**Source excerpt:**
[start]
# The Happy Thread!



## Esther (Mar 22, 2009)

Please humour me, I'm so down in the dumps I could cry any second. Let's post about what makes us HAPPY. Anything you love, anything you like, or even anything you mildly enjoy. Please tell me about it. Go!!
If you play, I'll play too!


----------



## chicken legs (Mar 22, 2009)

I am happy to have a great little son who is 2. Its funny that for some reason he reminded me of Twiki from Buck Rogers...lol.


----------



## Uriel (Mar 22, 2009)

Happy!

Girl Scouts make me happy...
The Go-Getter spirit, the cute kids selling cookies in order to win a trip, the moms&dads who stand out there all day, for their kids.

Yesterday, on my way to work, I was mugged...


Corner of 18th And Castro (Where the famous 'Milk' Scenes take place, same block, a bit down from the Castro Theater...)

I'm waiting for a cab (Having just picked up dinner for myself and a co-worker, at a great little Mayan mexican place) and I here _the voice..._

'Why thank you, Sir! Enjoy your Cookies!'
ACH!!! See, I have no resistance to those pesky little Gremlins, and, turning around, I see a girl, maybe 10, with a mom and another woman, packing up cookies (But the kid keeps selling...Haha).

I walk over, 20 in hand (Cookies are 4 bucks a box), say 'You ladies still selling?' The kid grins (I sometimes wonder of Girl Scouts have a special grin when they see a fat man...that kid KNOWS she is about to score some points towards the trip or whatever...).
'Yep!' she pipes up happily. I look at the table, where the Peanut Butter and Mint Thins are the last of the cookies not yet packed away and say 'Well, I'll take two of each...'

Kid grins, 'Wow!'
The mom interjects 'I think he means 2 of the ones on the table sweety.' The Kid looks dubious (Well, there is a fat man with a bag of burritos in front of her, so she is, at the least, a good judge of character for cookie sales, I think...).
[end]
(Excerpts of pointing data)
[start]
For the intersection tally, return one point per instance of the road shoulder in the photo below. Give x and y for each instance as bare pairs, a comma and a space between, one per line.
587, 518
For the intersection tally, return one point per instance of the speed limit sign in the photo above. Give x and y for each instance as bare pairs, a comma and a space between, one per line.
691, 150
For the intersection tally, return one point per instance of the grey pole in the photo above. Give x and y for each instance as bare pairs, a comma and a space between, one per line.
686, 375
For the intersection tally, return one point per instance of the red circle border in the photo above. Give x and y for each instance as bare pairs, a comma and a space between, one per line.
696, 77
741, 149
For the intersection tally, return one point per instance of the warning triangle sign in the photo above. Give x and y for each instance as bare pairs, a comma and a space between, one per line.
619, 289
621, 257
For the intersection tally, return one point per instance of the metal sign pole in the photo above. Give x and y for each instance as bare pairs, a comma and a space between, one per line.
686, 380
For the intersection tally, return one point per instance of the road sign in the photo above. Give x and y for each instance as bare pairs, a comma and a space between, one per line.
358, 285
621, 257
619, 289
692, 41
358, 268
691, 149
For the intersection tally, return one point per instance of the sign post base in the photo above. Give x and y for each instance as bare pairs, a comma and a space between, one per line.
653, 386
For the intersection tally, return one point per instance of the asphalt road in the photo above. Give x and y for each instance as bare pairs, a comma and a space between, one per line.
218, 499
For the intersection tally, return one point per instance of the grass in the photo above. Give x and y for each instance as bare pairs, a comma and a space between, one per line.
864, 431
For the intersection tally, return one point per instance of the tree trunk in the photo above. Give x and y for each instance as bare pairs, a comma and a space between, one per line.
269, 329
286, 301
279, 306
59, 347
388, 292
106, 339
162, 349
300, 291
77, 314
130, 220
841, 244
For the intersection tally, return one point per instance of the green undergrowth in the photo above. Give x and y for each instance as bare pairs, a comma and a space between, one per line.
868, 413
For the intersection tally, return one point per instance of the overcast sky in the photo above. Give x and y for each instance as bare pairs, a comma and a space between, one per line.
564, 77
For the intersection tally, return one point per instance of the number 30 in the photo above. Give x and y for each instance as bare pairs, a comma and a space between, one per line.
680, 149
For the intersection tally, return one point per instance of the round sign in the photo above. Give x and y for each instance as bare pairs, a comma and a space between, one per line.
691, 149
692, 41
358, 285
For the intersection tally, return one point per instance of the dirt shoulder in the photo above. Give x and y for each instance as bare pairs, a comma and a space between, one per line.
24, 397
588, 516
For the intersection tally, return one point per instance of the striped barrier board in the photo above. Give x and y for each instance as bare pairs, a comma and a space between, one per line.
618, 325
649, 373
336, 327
[end]
**Written tasks:**
A. In the forum thread "The Happy Thread!", what price does Uriel give for a box of Girl Scout cookies?
B. Carry on the forum thread "The Happy Thread!" from the point where it stops, continuing Uriel's cookie story.
These entries have no connection to the forum thread.

**Responses by task:**
A. Four dollars a box.

B.
I laugh and say 'Yes, 2 peanut butter and two mint.'

The mom hands them over and says '16 dollars,please.'

Here's where it gets awesome...the little girl smiles, seeing my 20, and says 'Or, you could get another box, then you wouldn't have to worry about change, since your hands are full and stuff...'


Hehehe... Dammit, I love Kids. That kid goes into Sales, lookout World!

The mom looks at her with an almost frown, but I'm laughing and hand the kid the cash and take another peanut butter with a smile.
As I'm leaving, the Girl Scout says 'We'll be out here all week! See you tomorrow!  With a conspiratorial wink.
I didn't make it today, but I think I'll swing by tomorrow, to get some of those Samosas or Samoas...whatever they are called. 
Dammit, I love Girlscout Cookies...



-Uriel


----------



## ClockworkOrange (Mar 22, 2009)

McDonald's Fry Guys

Turn that frown upside down!


----------



## extra_fat_guy (Mar 22, 2009)

My niece Hannah. She is just learning to talk! She is so cute!


----------



## Carl1h (Mar 22, 2009)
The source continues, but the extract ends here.